Law and Order: Four Food Crimes

After stealing $1,500 worth of cooking oil from a Burger King, two men were apprehended siphoning off oil from a Golden Corral

Churros can be both delicious and dangerous.
Churros can be both delicious and dangerous. Image courtesy of Flickr user a_sorense

In the past we have seen how gelatin, ice cream trucks, raw chickens and vanilla extract have figured in to the criminal behavior those who think they can live outside the law. Food crimes don’t seem to be letting up, as evidenced by the following four incidents.

December, 2011. Port Richey, Florida. A pint and a bank job.

On the afternoon of December 22, John Robin Whittle ordered a beer at the Hayloft Bar, but left for approximately half and hour and then returned to down the drink. He was soon arrested by local authorities: Whittle fit the description of a man who robbed a nearby Wells Fargo bank but ten minutes before.

October, 2011. Punta Gorda, Florida. A slippery situation.

Why steal used cooking oil? This restaurant waste product can be converted into biofuel and on the open market it can command as much as four dollars a gallon. On the evening of October 17, two men were spotted behind a Burger King pumping cooking oil into their collection truck; however, their vehicle did not belong to Griffin Industries, the usual company that picked up the oil. The two drivers explained that the regular collection truck had broken down, but on calling Griffin Industries, the restaurant manager learned that none of their trucks were in the area collecting oil. By this time the two drivers had left with approximately $1,500 worth of oil. The manager called the police, who spotted the truck at a Golden Corral, again siphoning off used cooking oil. Two men, Javier Abad and Antonio Hernandez, were arrested and charged with grand theft. (And for a lighter take on this trend in food crime, check out the “Simpsons” episode “Lard of the Dance,” where Bart and Homer conjure up a get-rich-quick scheme by stealing grease.)

Marysville, Tennessee. July, 2004. Would you like extra cheese on that?

— Entries supplied —
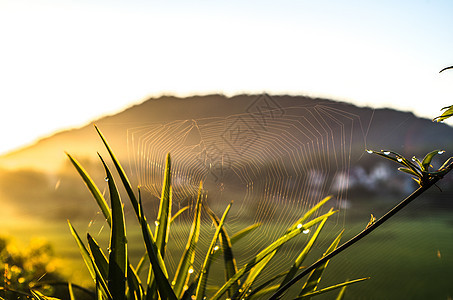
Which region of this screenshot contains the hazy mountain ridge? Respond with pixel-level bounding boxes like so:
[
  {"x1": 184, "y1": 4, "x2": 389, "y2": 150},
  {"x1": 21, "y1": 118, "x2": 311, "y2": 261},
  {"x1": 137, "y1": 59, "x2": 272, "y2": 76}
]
[
  {"x1": 0, "y1": 95, "x2": 453, "y2": 219},
  {"x1": 0, "y1": 95, "x2": 453, "y2": 171}
]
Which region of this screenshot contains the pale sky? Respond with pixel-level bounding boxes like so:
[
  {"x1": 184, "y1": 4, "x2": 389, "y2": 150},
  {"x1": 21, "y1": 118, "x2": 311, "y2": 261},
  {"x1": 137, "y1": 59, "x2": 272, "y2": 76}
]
[{"x1": 0, "y1": 0, "x2": 453, "y2": 153}]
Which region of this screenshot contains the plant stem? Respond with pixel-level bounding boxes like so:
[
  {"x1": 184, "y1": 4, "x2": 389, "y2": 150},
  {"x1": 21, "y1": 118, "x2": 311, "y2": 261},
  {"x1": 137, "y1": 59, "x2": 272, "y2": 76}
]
[{"x1": 269, "y1": 163, "x2": 453, "y2": 300}]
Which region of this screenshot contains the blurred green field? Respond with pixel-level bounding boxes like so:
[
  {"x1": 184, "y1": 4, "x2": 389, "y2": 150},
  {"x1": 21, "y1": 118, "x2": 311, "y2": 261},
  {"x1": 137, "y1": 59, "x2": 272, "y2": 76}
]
[{"x1": 4, "y1": 195, "x2": 453, "y2": 299}]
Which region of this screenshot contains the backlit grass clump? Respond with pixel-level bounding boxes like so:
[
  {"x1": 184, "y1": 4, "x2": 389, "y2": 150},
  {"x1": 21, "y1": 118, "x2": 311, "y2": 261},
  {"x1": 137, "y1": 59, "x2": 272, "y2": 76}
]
[{"x1": 63, "y1": 127, "x2": 366, "y2": 300}]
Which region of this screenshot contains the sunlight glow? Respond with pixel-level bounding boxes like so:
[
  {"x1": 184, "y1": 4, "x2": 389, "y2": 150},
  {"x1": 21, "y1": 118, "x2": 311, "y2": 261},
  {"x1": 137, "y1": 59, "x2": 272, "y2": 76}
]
[{"x1": 0, "y1": 0, "x2": 453, "y2": 153}]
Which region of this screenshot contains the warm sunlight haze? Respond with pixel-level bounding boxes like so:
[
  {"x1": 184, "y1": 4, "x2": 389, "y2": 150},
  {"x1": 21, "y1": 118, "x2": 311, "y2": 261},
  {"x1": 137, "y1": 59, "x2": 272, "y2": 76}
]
[{"x1": 0, "y1": 0, "x2": 453, "y2": 153}]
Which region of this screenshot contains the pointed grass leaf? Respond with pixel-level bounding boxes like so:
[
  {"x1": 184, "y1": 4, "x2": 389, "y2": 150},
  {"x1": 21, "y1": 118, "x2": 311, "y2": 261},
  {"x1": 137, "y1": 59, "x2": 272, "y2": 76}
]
[
  {"x1": 173, "y1": 183, "x2": 203, "y2": 297},
  {"x1": 155, "y1": 153, "x2": 171, "y2": 258},
  {"x1": 87, "y1": 233, "x2": 109, "y2": 280},
  {"x1": 68, "y1": 220, "x2": 96, "y2": 282},
  {"x1": 94, "y1": 125, "x2": 138, "y2": 219},
  {"x1": 99, "y1": 155, "x2": 127, "y2": 299},
  {"x1": 138, "y1": 193, "x2": 177, "y2": 300},
  {"x1": 211, "y1": 211, "x2": 336, "y2": 300},
  {"x1": 195, "y1": 202, "x2": 233, "y2": 300},
  {"x1": 295, "y1": 277, "x2": 370, "y2": 300},
  {"x1": 204, "y1": 199, "x2": 240, "y2": 298},
  {"x1": 68, "y1": 282, "x2": 75, "y2": 300},
  {"x1": 280, "y1": 209, "x2": 332, "y2": 287},
  {"x1": 299, "y1": 230, "x2": 344, "y2": 296},
  {"x1": 398, "y1": 167, "x2": 420, "y2": 177},
  {"x1": 422, "y1": 150, "x2": 442, "y2": 172},
  {"x1": 66, "y1": 153, "x2": 111, "y2": 225},
  {"x1": 239, "y1": 196, "x2": 332, "y2": 298}
]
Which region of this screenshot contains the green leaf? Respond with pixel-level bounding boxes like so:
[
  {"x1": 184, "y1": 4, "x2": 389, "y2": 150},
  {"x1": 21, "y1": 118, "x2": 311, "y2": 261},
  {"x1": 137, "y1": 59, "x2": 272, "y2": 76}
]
[
  {"x1": 239, "y1": 196, "x2": 332, "y2": 298},
  {"x1": 139, "y1": 192, "x2": 177, "y2": 300},
  {"x1": 87, "y1": 233, "x2": 109, "y2": 280},
  {"x1": 195, "y1": 203, "x2": 232, "y2": 300},
  {"x1": 66, "y1": 153, "x2": 112, "y2": 226},
  {"x1": 433, "y1": 105, "x2": 453, "y2": 122},
  {"x1": 211, "y1": 211, "x2": 335, "y2": 300},
  {"x1": 335, "y1": 285, "x2": 347, "y2": 300},
  {"x1": 156, "y1": 153, "x2": 171, "y2": 258},
  {"x1": 299, "y1": 230, "x2": 344, "y2": 296},
  {"x1": 295, "y1": 277, "x2": 370, "y2": 300},
  {"x1": 99, "y1": 155, "x2": 127, "y2": 300},
  {"x1": 422, "y1": 150, "x2": 441, "y2": 172},
  {"x1": 68, "y1": 220, "x2": 96, "y2": 282},
  {"x1": 280, "y1": 209, "x2": 332, "y2": 287},
  {"x1": 173, "y1": 183, "x2": 203, "y2": 297},
  {"x1": 94, "y1": 125, "x2": 139, "y2": 219},
  {"x1": 68, "y1": 282, "x2": 76, "y2": 300},
  {"x1": 205, "y1": 200, "x2": 240, "y2": 299}
]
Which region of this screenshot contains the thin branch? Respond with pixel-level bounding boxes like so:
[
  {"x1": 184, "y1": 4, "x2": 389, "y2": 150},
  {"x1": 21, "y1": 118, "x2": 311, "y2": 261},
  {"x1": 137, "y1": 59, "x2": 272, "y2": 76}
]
[{"x1": 269, "y1": 163, "x2": 453, "y2": 300}]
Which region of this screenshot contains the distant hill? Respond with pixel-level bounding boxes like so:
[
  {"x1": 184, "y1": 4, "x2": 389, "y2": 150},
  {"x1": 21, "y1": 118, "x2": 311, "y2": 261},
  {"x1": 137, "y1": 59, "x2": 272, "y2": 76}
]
[
  {"x1": 0, "y1": 95, "x2": 453, "y2": 219},
  {"x1": 0, "y1": 95, "x2": 453, "y2": 172}
]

— Exercises —
a. Copy the food-crimes article word for word, starting with "After stealing $1,500" and going on through "following four incidents.".
b. Answer these questions from the food-crimes article:
(i) What did John Robin Whittle order at the Hayloft Bar?
(ii) How much per gallon can used cooking oil command on the open market?
(iii) What charge did Javier Abad and Antonio Hernandez face?
c. Extend the food-crimes article from its last line onward.
The lines are not needed for any of this work.

— Results of the tasks —
a.
After stealing $1,500 worth of cooking oil from a Burger King, two men were apprehended siphoning off oil from a Golden Corral

Churros can be both delicious and dangerous.
Churros can be both delicious and dangerous. Image courtesy of Flickr user a_sorense

In the past we have seen how gelatin, ice cream trucks, raw chickens and vanilla extract have figured in to the criminal behavior those who think they can live outside the law. Food crimes don’t seem to be letting up, as evidenced by the following four incidents.

b.
(i) A beer.
(ii) As much as four dollars a gallon.
(iii) Grand theft.

c.
At about 5:00 in the morning on July 18, Marysville, Tennessee police discovered a car abandoned in the parking lot of the John Sevier Pool containing a pile of clothes and a bottle of vodka. A thoroughly intoxicated Michael David Monn, the owner of the car and the articles therein, was soon spotted running toward the authorities wearing nothing but nacho cheese. The 23-year-old had apparently jumped a wall to raid the pool’s concession area. In March, 2005 Monn pleaded guilty to burglary, theft, vandalism, indecent exposure and public intoxication. He was sentenced to three years probation and a $400 fine to cover the costs of the stolen food.

Santiago, Chile. 2004. Hot Stuff.

In 2004, Chilean hospitals began treating people for burns incurred after attempting to make churros, the treat of fried dough coated in sugar. In each case, the dough shot out of the pot, showering the chefs with hot oil. The injuries came days after La Tercera, a daily newspaper, printed a churro recipe—but neglected to test it. In December 2011, the Chilean Supreme Court determined that the suggested oil temperature was far too high and that anyone following the recipe to the letter would have ended up with dangerously explosive results. The newspaper’s publisher, Grupo Copesa, was ordered to pay out $125,000 to 13 burn victims, including one woman whose injuries so severe that she was awarded a $48,000 settlement.